- **What this task involves**: Each entry below is to be duplicated precisely.
[Data shown — start]
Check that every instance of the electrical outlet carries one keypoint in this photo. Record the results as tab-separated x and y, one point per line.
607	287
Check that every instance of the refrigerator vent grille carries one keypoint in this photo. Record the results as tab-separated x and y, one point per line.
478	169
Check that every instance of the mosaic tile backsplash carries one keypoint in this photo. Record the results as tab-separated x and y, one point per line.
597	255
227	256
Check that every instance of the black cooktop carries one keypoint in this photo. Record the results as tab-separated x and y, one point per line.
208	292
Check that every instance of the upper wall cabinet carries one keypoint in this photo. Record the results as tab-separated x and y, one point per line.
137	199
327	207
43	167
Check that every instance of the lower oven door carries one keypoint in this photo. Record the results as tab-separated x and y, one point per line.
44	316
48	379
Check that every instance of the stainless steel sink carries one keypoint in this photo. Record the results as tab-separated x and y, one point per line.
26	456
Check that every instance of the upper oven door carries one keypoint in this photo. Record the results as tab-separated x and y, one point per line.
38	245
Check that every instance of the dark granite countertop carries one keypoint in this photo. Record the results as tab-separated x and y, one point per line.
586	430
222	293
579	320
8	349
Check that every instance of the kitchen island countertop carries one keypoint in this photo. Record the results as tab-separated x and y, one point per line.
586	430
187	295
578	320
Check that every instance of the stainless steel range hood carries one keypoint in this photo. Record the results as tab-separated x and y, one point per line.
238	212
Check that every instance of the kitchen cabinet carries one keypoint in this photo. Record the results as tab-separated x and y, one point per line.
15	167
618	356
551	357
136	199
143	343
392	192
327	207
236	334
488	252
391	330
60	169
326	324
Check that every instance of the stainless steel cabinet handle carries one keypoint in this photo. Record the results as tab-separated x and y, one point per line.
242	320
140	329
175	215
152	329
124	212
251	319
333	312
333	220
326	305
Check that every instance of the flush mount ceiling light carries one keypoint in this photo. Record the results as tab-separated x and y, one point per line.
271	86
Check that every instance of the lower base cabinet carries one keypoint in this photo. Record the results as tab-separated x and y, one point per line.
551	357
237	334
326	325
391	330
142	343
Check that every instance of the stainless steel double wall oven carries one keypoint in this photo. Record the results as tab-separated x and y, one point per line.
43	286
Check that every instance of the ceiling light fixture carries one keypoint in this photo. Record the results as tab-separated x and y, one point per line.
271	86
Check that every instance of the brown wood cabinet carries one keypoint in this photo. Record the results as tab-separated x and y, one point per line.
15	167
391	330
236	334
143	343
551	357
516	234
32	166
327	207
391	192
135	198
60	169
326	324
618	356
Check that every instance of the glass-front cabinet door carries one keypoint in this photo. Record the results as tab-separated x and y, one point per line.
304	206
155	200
[Data shown — finish]
- **Written solution**:
Check that every instance of the electrical outlet carries one keypoint in this photo. Record the results as tab-separated x and y, one point per line.
607	287
Check that every instance of the refrigerator vent grille carries one keypoint in this photo. Record the results as tab-separated x and y, one point per line.
478	169
Check that every instance of the mosaic tile backsplash carries one keypoint in this photo. Record the results as tab-separated x and y, one point per line.
597	255
227	256
Check that every instance of the black cooktop carries one keypoint in this photo. Record the results as tab-separated x and y, one point per line.
208	292
Check that every instance of the upper wall cabinet carries one keypoint in this photo. Record the results as tab-separated x and y, one point per line.
137	199
327	207
43	167
Check that every instance of the lower oven door carries one keypoint in this photo. Record the results as tab-separated x and y, one point per line.
44	316
48	379
Check that every instance of the stainless steel sink carries one keypoint in this photo. Record the results as tab-separated x and y, one point per line.
26	456
Check that every instance of the upper oven door carries one keypoint in this photo. Record the results as tab-separated x and y, one point per line.
38	245
Check that every instance of the dark granite countertop carries one keypoint in this photo. Record the results as tab-separated x and y, one point per line.
586	430
222	293
579	320
8	349
Check that every instance of the kitchen island countertop carries one keypoint in this photo. Record the results as tab-separated x and y, one point per line.
586	430
187	295
578	320
Check that every instance of the stainless steel range hood carries one keypoint in this photo. Record the results as tab-separated x and y, one point per line.
238	212
Check that every instance of the kitchen cabinet carries one keypoint in this photo. Record the results as tab-separated x and y, one point per line.
15	167
618	356
551	357
136	199
143	343
392	192
327	207
236	334
488	252
391	330
60	169
326	324
Check that every instance of the stainless steel cabinet handle carries one keypoint in this photo. Record the results as tab-separated x and y, one point per line.
242	320
140	329
175	215
152	329
124	212
251	319
333	312
333	220
326	305
Check that every instance of the flush mount ceiling light carries one keypoint in this photo. Record the results as tab-separated x and y, one point per line.
271	86
Check that every instance of the lower base cabinet carries one keypoint in this photo. Record the results as tab-separated x and y, one point per line.
551	357
237	334
326	325
391	330
142	343
Check that every instance of the stainless steel double wall oven carries one keypoint in this photo. Record the results as tab-separated x and y, one point per line.
43	286
Check that every instance of the ceiling light fixture carries one keypoint in this photo. Record the results as tab-separated x and y, one point per line.
271	86
Check that every instance of the brown wood cabinet carries one keypoint in this photo. Record the results as tab-separated x and y, one point per line.
15	167
391	330
236	334
143	343
551	357
516	234
32	166
327	207
391	192
135	198
60	169
326	324
618	356
Check that every instance of the glass-front cabinet door carries one keypoint in this photo. Record the results as tab-separated x and y, one point per line.
304	206
155	200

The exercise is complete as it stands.